• WORK REQUIRED:
From the data that follows, print exactly the lines starting at the one containing "Note to the class: point at the caution" and ending at the one containing "Note to the class: point at the plastic-wrapped"; include both of them and nothing more.

• DATA SHOWN:
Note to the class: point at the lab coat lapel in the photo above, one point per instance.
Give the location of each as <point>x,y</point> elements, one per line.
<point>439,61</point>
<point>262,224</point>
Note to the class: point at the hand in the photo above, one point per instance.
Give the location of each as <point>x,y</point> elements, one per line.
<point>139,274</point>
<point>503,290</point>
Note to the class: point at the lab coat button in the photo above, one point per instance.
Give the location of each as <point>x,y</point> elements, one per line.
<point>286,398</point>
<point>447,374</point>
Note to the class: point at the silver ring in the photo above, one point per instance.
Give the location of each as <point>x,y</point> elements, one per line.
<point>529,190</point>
==
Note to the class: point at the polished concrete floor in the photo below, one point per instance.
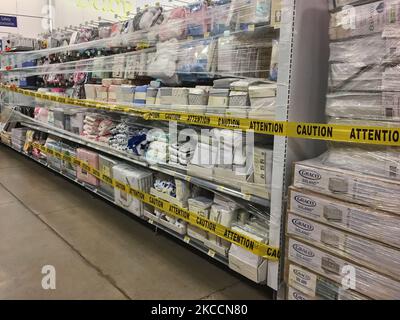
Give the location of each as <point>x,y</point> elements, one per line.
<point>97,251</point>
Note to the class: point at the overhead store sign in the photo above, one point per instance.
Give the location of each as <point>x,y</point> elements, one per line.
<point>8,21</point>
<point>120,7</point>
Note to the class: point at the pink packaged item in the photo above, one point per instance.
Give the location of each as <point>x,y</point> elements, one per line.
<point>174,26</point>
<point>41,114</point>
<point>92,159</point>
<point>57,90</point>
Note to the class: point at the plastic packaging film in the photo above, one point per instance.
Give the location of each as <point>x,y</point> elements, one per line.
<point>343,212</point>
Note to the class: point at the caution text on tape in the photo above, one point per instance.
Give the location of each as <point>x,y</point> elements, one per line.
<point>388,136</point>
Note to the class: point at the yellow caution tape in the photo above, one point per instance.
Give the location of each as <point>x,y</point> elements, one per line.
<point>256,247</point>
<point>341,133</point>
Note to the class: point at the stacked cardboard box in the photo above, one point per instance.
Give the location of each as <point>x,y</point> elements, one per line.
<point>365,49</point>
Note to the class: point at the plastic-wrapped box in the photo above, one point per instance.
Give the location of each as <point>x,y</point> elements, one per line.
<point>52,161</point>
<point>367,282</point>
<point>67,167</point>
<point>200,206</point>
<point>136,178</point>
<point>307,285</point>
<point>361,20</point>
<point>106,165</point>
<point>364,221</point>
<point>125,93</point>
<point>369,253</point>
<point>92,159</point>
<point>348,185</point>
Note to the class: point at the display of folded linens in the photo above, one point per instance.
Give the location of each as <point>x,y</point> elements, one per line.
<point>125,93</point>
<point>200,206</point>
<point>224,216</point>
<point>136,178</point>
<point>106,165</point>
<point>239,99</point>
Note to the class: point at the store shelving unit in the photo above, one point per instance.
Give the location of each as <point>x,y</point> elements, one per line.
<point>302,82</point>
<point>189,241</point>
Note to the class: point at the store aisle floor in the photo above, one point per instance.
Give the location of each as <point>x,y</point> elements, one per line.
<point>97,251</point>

• WRITTEN ANSWER:
Note to the class: point at the caution text on tape in the photo above, one point per instance.
Give the location of each as <point>x,y</point> elements, one per line.
<point>388,136</point>
Note to the class: point at the yellow caution tape in the photo above, one point per instance.
Give the location of each as <point>x,y</point> elements, one per line.
<point>256,247</point>
<point>341,133</point>
Note to the class: point at the stacked cardboard box in the photo above, one point per instance.
Give the location of each as <point>x,y</point> elements, one per line.
<point>365,49</point>
Note to the class: point at the plastic-wrapped box in the photo above, one point per instance.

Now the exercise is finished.